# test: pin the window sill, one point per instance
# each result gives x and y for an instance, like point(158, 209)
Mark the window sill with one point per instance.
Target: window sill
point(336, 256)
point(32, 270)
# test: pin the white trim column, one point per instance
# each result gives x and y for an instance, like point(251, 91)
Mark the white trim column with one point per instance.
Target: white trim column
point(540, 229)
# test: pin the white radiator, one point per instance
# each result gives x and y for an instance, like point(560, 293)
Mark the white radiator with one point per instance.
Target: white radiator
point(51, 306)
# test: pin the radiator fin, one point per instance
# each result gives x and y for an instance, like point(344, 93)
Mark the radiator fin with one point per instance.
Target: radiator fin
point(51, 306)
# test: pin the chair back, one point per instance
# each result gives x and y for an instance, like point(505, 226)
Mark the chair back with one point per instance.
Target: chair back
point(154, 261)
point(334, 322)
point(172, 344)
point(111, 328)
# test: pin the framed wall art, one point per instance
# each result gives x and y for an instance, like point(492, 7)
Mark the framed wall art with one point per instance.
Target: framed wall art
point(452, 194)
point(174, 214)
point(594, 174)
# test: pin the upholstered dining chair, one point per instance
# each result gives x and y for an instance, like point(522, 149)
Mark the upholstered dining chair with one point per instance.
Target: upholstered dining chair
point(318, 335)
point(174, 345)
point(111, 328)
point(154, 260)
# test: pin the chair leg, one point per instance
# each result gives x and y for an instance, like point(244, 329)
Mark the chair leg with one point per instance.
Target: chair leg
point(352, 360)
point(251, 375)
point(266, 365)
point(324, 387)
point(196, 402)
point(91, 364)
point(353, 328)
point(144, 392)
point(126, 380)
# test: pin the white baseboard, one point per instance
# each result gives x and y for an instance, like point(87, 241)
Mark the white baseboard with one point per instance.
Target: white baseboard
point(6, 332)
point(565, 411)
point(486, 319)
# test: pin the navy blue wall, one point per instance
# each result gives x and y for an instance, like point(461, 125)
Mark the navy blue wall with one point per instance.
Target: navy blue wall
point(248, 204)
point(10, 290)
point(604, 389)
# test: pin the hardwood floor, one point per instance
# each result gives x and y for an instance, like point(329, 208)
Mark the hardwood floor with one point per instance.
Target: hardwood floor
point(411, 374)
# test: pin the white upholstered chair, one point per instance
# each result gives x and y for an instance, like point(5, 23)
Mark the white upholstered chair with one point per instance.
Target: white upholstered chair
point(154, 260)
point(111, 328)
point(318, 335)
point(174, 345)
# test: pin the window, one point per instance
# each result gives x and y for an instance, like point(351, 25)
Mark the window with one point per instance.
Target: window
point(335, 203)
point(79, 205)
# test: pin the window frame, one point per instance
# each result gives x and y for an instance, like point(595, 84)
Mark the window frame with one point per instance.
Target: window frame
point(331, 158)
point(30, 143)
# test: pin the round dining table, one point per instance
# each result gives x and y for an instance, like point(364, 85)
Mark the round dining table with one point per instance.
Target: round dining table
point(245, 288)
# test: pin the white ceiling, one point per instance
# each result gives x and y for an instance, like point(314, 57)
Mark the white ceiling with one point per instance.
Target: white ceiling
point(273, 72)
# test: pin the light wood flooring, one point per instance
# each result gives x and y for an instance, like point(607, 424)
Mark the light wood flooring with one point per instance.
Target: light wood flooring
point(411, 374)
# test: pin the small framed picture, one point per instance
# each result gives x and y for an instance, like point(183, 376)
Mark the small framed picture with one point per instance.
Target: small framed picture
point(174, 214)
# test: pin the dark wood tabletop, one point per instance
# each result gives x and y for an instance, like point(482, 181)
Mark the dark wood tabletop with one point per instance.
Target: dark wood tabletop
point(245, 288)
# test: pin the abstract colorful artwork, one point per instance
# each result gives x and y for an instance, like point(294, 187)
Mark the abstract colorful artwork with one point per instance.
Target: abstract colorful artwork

:::::

[THE PROBLEM] Convert the whole listing above into a JSON list of strings, with one string for each line and no strings for blank lines.

[IN RESPONSE]
[
  "# test: pin the window sill, one point per instance",
  "# each result gives x and y for an instance, like point(158, 209)",
  "Mark the window sill with one point per instance.",
  "Target: window sill",
  "point(336, 256)",
  "point(32, 270)",
  "# test: pin the white trim column, one point per instance",
  "# each result gives x and y for an instance, like point(251, 91)",
  "Mark the white trim column with one point per instance.",
  "Target: white trim column",
  "point(540, 229)",
  "# test: pin the white radiator, one point per instance",
  "# each result gives x and y for an instance, like point(560, 293)",
  "Mark the white radiator with one point per instance.",
  "Target: white radiator",
  "point(51, 306)",
  "# test: pin the radiator fin, one point per instance",
  "# each result gives x and y for an instance, like point(344, 93)",
  "Mark the radiator fin with one point per instance.",
  "Target: radiator fin",
  "point(51, 306)",
  "# test: pin the chair back, one point per instance",
  "# each result gives x and y for an instance, like point(505, 226)",
  "Mark the chair back with one point per instance.",
  "Target: chair back",
  "point(154, 261)",
  "point(334, 322)",
  "point(172, 344)",
  "point(111, 328)",
  "# test: pin the framed wall art, one point per instance",
  "# each result gives x and y for an instance, like point(492, 7)",
  "Mark the framed wall art with one point per instance.",
  "Target: framed wall art",
  "point(452, 194)",
  "point(174, 214)",
  "point(594, 174)",
  "# test: pin the upholstered dining chair, one point per instance",
  "# each result gives x and y for an instance, like point(522, 149)",
  "Mark the upholstered dining chair with one point per instance.",
  "Target: upholstered dining chair",
  "point(318, 335)",
  "point(174, 345)",
  "point(111, 328)",
  "point(154, 260)",
  "# test: pin the chair leg, one point per instance",
  "# each result gives x and y for an instance, like point(244, 329)",
  "Mark the chair leg with one point per instance.",
  "Target: chair leg",
  "point(352, 360)",
  "point(251, 375)",
  "point(266, 365)",
  "point(324, 387)",
  "point(196, 402)",
  "point(91, 364)",
  "point(353, 328)",
  "point(144, 392)",
  "point(126, 380)",
  "# test: pin the white baseboard, one point per instance",
  "# each result gives x and y for an instance, like point(87, 241)",
  "Mark the white baseboard with one point per instance.",
  "Target: white baseboard",
  "point(6, 332)",
  "point(565, 411)",
  "point(486, 319)",
  "# test: pin the navy blue wall, one point per instance",
  "# each result gives x and y for an instance, like point(461, 125)",
  "Mark the navy blue wall with one point per instance.",
  "Target: navy blue wall",
  "point(248, 204)",
  "point(10, 290)",
  "point(604, 389)",
  "# test: pin the hardwood floor, one point per instance",
  "# each result gives x and y for an instance, like point(329, 208)",
  "Mark the hardwood floor with one point per instance.",
  "Target: hardwood floor",
  "point(411, 374)",
  "# test: pin the white upholstered chair, one point per instance",
  "# each result gives x and y for an instance, like point(5, 23)",
  "Mark the white upholstered chair with one point per instance.",
  "Target: white upholstered chair",
  "point(154, 260)",
  "point(111, 328)",
  "point(318, 335)",
  "point(174, 345)",
  "# test: pin the window, one point per instance",
  "# each result gives x and y for an instance, like point(351, 25)",
  "Mark the window with one point per instance.",
  "Target: window",
  "point(335, 203)",
  "point(79, 205)",
  "# test: pin the window frame, one point per instance",
  "# each result gives x and y for an instance, like point(595, 84)",
  "Mark the window frame with one point per instance.",
  "Target: window frame",
  "point(331, 158)",
  "point(30, 143)",
  "# test: pin the round dining table, one point per instance",
  "# each result gives x and y for an instance, like point(364, 85)",
  "Mark the round dining table with one point per instance.",
  "Target: round dining table",
  "point(245, 288)",
  "# test: pin the white ceiling, one point per instance",
  "# each result gives x and y for an instance, like point(314, 57)",
  "Mark the white ceiling with one point per instance.",
  "Target: white ceiling",
  "point(273, 72)",
  "# test: pin the light wood flooring, one point per instance",
  "# each result gives x and y for an instance, like point(607, 424)",
  "Mark the light wood flooring with one point per instance.",
  "Target: light wood flooring",
  "point(411, 374)",
  "# test: pin the small framed picture, one point per instance",
  "# each result gives x and y for an instance, like point(183, 376)",
  "Mark the small framed picture with one point per instance.",
  "Target: small framed picture",
  "point(174, 214)",
  "# test: pin the dark wood tabletop, one point per instance",
  "# each result gives x and y for an instance, like point(482, 181)",
  "Mark the dark wood tabletop with one point per instance.",
  "Target: dark wood tabletop",
  "point(245, 288)",
  "# test: pin the abstract colorful artwork, one point per instance",
  "# each result gives x and y for an instance, like point(294, 187)",
  "Mark the abstract colorful artwork with one point per instance.",
  "Target: abstract colorful artwork"
]